[PAGE EXTRACT]
------------------------

Context Propagation

Every migration requires ability to work on different levels simultaneously:

You need ability to jump between those levels quickly. Child level should be able to access data from parent level. Core principle in workflow engine is passing context. We are using Asyncronous Context Tracking to able to pass context between function calls. When you run a function within context, it will be propagated down to all other function calls. Similar how React context is getting passed down to all the children components.

Context is getting passed inside function’s chain calls and also inside callback. Let’s look at simple example:

import { git } from '@codemod.com/workflow'

await git
	.clone('git@github.com:codemod-com/codemod.git') // init repository context
	.branch('new-branch') // inside repository context from previous call
    .files('**/*.ts') // find files using glob
	.jsFam() // create js context for every found file inside directory context
	.astGrep('console.log($$$A)') // create context for each found console.log inside file context
	.replace('console.error($$$A)') // replace inside ast-grep context from previous call

Saving and Reusing Context

Function calls with context can be saved and reused:

import { git } from '@codemod.com/workflow'

const repository = await git
	.clone('git@github.com:codemod-com/codemod.git')

------------------------

[WORK ITEM] Summarize the page on context propagation in two sentences.

[EXTRACTED ENTRIES]
------------------------

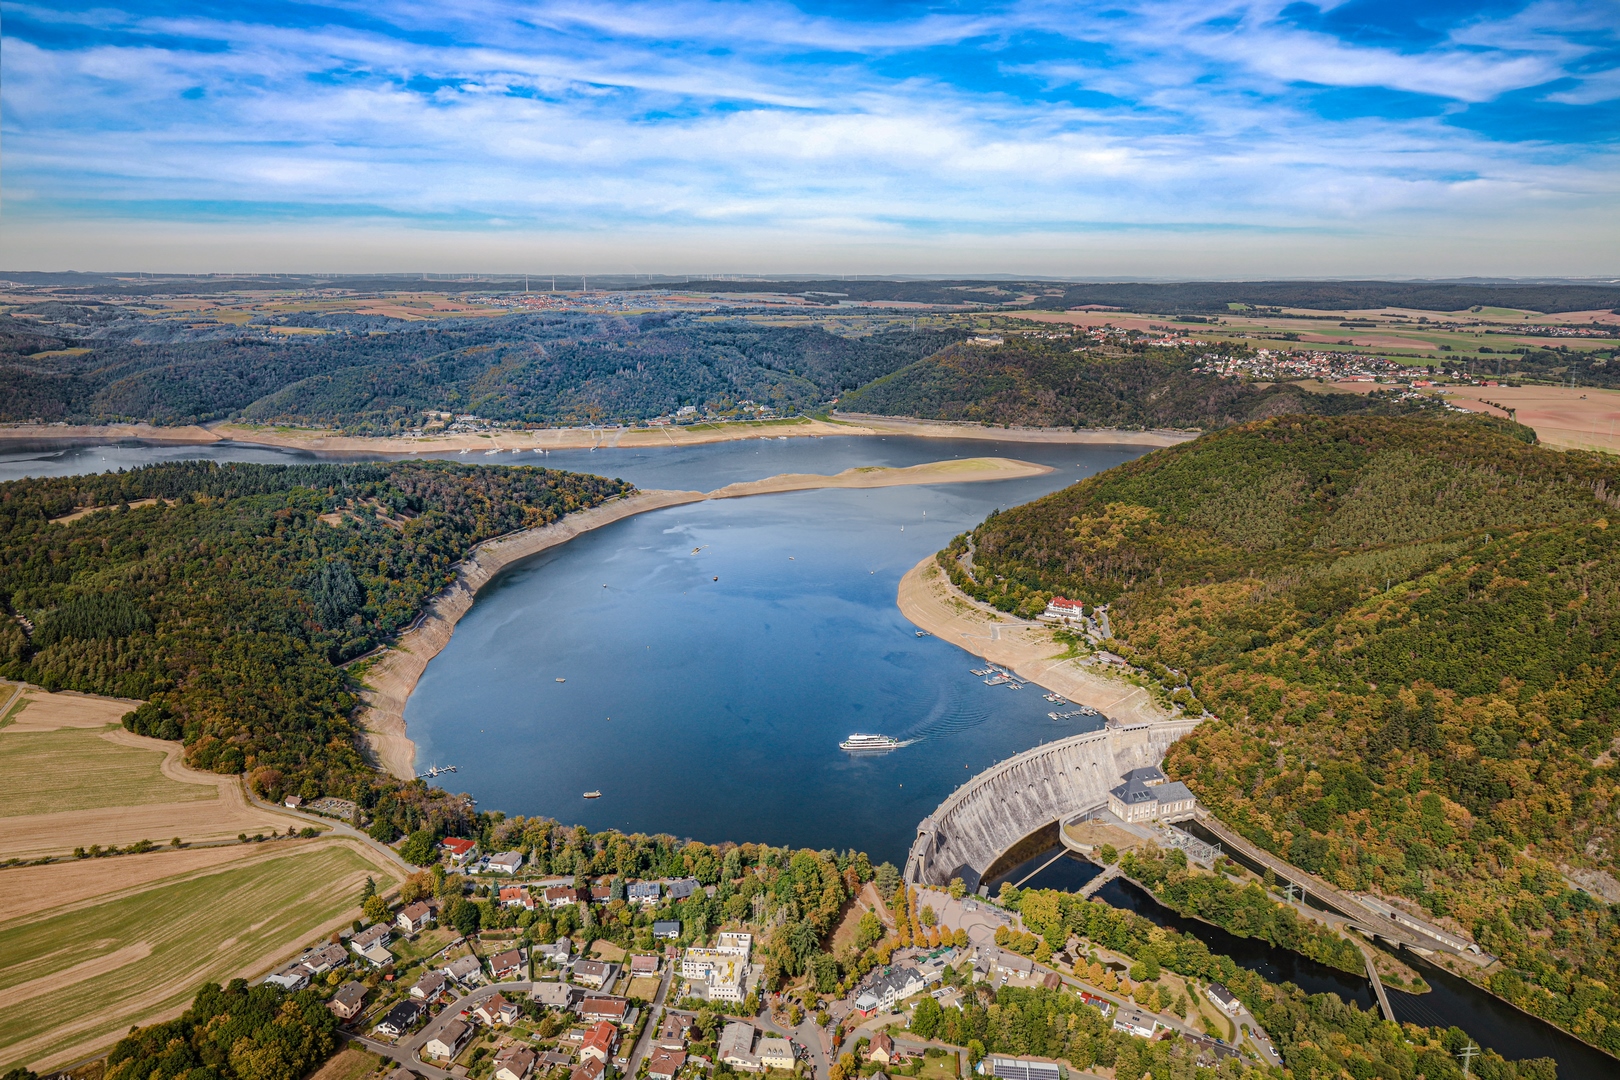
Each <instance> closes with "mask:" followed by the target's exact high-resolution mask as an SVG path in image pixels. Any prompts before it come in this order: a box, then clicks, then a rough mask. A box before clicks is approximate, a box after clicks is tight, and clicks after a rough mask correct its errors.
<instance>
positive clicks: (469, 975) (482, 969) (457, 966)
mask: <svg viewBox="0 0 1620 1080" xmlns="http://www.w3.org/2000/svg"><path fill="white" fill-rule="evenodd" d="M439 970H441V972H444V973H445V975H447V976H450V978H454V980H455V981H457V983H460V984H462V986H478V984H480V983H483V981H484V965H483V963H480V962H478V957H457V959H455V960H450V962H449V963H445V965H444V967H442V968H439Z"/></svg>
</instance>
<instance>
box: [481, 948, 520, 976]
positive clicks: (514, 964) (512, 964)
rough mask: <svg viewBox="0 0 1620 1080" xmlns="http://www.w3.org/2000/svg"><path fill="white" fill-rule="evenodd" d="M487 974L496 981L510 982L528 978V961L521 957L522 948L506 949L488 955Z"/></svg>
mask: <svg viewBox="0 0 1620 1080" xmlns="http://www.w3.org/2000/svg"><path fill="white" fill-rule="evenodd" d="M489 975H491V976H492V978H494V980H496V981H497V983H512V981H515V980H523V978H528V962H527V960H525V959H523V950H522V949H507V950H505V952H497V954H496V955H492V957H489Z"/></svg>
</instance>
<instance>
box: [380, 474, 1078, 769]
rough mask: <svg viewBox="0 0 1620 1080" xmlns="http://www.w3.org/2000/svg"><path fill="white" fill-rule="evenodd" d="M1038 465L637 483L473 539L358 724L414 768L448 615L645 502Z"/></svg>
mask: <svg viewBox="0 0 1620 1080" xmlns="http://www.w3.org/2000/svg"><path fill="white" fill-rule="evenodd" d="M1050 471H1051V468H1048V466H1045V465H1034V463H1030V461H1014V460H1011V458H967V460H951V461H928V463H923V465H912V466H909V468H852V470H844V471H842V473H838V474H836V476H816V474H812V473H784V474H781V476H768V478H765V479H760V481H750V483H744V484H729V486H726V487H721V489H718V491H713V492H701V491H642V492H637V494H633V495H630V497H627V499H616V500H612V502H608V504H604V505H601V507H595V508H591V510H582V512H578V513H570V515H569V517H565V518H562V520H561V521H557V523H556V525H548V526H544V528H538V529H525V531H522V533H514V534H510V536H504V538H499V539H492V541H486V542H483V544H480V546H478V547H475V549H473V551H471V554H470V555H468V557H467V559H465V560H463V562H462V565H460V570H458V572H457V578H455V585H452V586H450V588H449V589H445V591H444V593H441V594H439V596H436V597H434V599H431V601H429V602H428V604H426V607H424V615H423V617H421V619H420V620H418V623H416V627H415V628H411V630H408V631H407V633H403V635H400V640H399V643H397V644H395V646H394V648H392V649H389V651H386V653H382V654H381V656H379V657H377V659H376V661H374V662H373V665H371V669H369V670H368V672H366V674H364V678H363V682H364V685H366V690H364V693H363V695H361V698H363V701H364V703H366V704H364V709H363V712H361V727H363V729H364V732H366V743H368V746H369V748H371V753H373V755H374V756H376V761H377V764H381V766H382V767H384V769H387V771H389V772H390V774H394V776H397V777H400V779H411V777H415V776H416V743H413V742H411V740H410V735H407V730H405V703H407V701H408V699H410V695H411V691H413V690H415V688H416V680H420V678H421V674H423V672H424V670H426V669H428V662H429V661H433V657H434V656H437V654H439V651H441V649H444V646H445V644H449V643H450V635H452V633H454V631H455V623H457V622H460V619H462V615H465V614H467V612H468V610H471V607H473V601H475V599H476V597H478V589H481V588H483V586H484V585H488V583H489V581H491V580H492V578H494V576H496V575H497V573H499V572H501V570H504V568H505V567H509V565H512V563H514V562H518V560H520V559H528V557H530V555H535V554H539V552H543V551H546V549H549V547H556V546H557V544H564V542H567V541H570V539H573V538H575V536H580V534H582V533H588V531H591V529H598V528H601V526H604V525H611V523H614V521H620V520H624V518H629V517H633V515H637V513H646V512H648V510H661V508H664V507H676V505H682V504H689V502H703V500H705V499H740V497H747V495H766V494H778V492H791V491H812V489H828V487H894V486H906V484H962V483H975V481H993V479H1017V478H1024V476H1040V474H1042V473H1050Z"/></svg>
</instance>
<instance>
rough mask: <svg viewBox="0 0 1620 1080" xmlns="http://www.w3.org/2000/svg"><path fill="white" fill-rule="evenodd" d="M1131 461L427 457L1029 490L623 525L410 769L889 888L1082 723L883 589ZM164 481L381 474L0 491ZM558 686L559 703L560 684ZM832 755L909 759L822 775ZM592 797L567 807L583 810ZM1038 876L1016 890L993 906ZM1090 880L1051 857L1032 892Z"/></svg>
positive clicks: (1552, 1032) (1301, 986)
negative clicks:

------------------------

[EXERCISE SOLUTION] The workflow engine is built on passing context: with asynchronous context tracking, context set when a function runs is propagated down to all further function calls, much as React context reaches child components. This context travels through chained function calls and callbacks, and function calls with context can be saved and reused.